### [GOAL]
Show every line below that contains the word "woman", treating uppercase and lowercase as different.

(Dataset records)
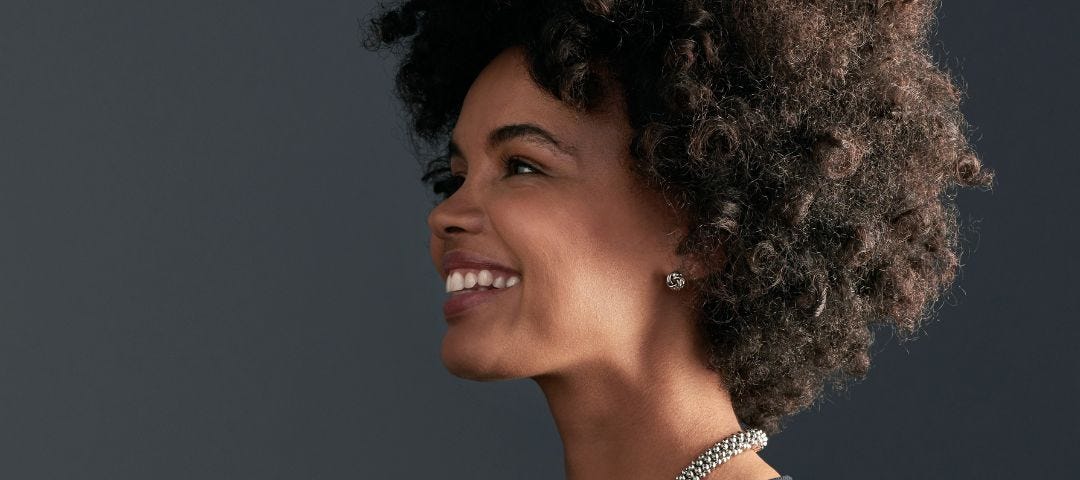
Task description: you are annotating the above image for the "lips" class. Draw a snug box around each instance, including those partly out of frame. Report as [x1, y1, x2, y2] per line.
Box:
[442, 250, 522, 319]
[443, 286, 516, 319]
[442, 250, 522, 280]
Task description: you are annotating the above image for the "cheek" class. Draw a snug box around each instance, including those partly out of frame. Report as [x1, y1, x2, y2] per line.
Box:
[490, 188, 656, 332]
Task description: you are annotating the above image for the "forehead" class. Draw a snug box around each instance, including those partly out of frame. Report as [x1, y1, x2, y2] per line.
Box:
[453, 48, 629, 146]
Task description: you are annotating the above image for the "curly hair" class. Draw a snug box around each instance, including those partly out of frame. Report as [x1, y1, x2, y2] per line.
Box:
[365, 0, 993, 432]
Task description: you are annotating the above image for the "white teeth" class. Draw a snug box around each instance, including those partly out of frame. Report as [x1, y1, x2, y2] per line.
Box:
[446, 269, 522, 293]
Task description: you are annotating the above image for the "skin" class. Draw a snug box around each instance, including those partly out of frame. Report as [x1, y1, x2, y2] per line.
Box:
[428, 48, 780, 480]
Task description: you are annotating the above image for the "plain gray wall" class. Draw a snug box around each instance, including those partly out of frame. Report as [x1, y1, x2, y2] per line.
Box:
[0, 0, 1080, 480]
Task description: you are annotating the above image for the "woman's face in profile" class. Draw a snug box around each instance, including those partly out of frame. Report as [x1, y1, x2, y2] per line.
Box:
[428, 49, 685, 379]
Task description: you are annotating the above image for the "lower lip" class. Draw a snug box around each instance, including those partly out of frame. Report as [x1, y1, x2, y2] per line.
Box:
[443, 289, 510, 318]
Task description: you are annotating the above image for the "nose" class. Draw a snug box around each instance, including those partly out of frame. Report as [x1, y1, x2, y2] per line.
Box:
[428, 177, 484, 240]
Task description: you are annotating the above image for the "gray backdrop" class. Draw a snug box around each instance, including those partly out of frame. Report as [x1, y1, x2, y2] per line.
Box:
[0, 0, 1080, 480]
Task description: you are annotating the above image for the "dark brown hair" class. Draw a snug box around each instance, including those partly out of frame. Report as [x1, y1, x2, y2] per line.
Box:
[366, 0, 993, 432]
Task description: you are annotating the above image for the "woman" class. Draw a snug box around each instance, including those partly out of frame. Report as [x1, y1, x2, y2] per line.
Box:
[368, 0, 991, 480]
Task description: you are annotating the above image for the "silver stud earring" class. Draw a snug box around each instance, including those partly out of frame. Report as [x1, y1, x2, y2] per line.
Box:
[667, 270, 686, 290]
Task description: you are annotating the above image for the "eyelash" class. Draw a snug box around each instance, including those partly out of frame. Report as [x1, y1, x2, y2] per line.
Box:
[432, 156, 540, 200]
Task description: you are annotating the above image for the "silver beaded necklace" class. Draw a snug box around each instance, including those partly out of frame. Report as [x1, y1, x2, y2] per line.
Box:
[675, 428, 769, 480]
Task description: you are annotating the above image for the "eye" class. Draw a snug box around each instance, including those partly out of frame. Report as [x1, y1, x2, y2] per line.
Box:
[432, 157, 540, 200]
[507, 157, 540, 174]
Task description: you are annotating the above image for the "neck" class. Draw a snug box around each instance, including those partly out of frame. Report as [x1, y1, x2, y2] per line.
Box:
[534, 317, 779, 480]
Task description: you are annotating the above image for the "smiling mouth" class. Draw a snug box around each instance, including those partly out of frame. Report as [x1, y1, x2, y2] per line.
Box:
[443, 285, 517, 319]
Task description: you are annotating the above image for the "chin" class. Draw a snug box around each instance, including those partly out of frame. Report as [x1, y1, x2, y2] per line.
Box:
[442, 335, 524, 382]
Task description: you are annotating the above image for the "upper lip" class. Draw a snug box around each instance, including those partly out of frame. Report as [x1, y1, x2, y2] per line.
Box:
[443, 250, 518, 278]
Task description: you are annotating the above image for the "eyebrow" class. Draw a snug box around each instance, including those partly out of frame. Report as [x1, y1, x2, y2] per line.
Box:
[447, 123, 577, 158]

### [OUTPUT FOR THIS EXERCISE]
Task description: you are annotating the above image for the "woman's face in profile" class. Draw a snug box around each instance, including those partly out of frame. Report as [x1, y1, x2, y2] per line.
Task description: you are annotating the above image for the "woman" class. Draw a snug box around each instance, including those partly out of frame. Report as [x1, y1, x2, y2] per line.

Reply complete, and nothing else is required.